Records excerpted from a collection
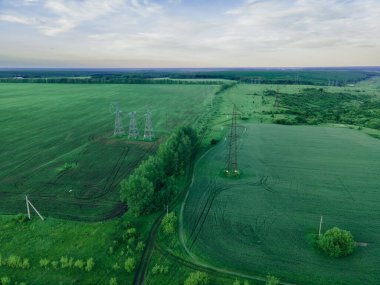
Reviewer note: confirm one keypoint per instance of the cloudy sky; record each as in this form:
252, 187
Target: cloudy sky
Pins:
189, 33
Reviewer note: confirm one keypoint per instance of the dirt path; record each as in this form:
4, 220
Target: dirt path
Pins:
195, 261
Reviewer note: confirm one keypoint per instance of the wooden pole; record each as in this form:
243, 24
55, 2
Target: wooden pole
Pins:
320, 227
42, 218
27, 206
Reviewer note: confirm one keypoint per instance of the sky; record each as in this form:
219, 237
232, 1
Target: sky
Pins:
189, 33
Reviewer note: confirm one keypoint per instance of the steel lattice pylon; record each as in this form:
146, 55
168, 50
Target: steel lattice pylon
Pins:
148, 130
133, 130
232, 164
119, 130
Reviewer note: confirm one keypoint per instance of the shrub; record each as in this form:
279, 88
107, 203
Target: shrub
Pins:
44, 262
160, 269
140, 246
113, 281
197, 278
89, 264
169, 223
336, 242
5, 280
79, 264
130, 264
54, 264
272, 280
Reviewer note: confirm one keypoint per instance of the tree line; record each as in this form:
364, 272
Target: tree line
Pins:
153, 184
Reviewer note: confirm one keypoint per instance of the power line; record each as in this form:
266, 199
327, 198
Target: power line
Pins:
118, 130
133, 130
148, 130
232, 164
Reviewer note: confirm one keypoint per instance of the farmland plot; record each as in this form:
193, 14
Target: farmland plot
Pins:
57, 145
265, 221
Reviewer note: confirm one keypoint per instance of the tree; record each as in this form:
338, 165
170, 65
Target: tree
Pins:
5, 280
79, 264
197, 278
169, 223
130, 264
89, 264
113, 281
336, 242
272, 280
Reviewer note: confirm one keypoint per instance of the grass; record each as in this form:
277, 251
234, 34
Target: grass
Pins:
57, 143
264, 221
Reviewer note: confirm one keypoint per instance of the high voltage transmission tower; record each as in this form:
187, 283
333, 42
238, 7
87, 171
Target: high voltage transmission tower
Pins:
148, 130
133, 130
232, 165
276, 102
119, 130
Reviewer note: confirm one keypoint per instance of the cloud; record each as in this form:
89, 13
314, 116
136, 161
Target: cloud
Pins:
16, 19
60, 16
242, 33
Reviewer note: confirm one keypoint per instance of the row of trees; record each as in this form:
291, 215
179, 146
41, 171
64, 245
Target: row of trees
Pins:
107, 80
152, 184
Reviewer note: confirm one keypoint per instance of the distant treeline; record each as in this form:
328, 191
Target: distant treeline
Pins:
108, 80
315, 106
328, 76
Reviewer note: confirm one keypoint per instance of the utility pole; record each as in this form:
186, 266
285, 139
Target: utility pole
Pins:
148, 130
232, 164
276, 102
119, 130
320, 227
27, 206
133, 130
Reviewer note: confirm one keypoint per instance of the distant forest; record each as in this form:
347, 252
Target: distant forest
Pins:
306, 76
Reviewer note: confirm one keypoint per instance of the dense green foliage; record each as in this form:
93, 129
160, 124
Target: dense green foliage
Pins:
339, 76
336, 242
290, 175
316, 105
152, 184
272, 280
63, 252
197, 278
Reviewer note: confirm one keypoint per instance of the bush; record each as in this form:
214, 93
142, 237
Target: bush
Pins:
272, 280
44, 262
79, 264
140, 246
5, 280
130, 264
21, 218
160, 269
113, 281
89, 264
197, 278
54, 264
336, 242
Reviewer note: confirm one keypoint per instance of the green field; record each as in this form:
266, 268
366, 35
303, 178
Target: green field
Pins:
57, 145
265, 221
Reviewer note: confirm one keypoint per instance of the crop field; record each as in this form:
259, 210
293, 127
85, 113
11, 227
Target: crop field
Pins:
266, 220
57, 146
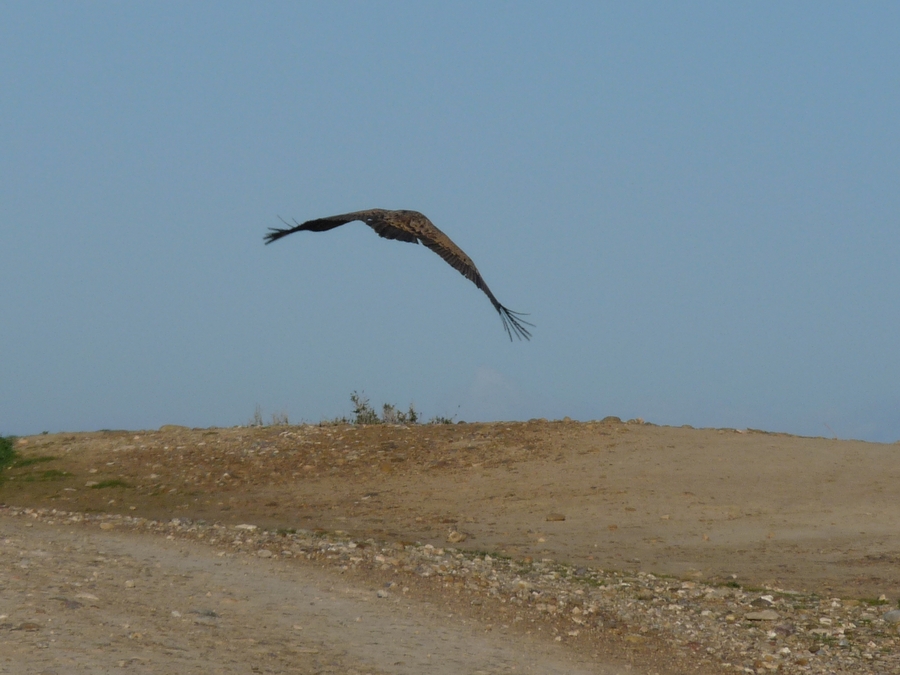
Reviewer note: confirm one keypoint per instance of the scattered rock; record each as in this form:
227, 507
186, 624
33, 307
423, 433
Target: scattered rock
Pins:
765, 615
892, 617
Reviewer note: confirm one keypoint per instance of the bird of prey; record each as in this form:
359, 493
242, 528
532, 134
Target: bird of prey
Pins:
413, 227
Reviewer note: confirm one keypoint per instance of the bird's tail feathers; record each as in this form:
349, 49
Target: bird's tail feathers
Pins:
514, 324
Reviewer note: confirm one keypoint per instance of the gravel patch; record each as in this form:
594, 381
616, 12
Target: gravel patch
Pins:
727, 628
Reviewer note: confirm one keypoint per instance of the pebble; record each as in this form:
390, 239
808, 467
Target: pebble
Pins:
893, 616
765, 615
813, 636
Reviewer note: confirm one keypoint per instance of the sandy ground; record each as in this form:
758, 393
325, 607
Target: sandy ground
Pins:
717, 506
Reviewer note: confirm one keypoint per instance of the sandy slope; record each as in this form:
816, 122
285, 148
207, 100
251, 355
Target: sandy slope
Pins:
773, 510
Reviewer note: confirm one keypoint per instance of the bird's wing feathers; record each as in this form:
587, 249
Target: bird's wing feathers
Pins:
414, 227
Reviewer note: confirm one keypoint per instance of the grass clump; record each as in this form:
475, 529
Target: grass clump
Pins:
7, 451
278, 419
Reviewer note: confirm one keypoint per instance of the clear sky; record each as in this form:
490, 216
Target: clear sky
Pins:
697, 203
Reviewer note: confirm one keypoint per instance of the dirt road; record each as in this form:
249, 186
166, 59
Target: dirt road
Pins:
89, 600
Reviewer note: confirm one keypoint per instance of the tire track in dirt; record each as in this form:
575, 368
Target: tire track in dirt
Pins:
74, 599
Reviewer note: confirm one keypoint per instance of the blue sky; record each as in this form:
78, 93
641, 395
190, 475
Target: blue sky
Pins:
697, 203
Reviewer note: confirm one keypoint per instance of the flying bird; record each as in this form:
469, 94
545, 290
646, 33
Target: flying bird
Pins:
413, 227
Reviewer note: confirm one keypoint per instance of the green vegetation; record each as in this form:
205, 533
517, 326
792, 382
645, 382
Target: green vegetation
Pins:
278, 419
364, 413
7, 451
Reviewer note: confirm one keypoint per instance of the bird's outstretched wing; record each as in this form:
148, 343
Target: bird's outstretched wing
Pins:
414, 227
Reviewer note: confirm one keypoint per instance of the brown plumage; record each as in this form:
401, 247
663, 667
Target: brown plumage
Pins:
414, 227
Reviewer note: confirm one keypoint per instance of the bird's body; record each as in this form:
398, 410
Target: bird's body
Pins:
414, 227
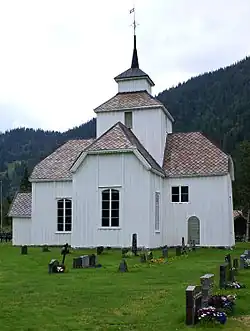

EXERCISE DETAILS → Extract every line above that contains the string "patch", and copy each one unchanged.

FINISHED ANSWER →
Reviewer note: confirm one keypoint per instance of the gravel patch; record each as in this form:
Target: gravel patch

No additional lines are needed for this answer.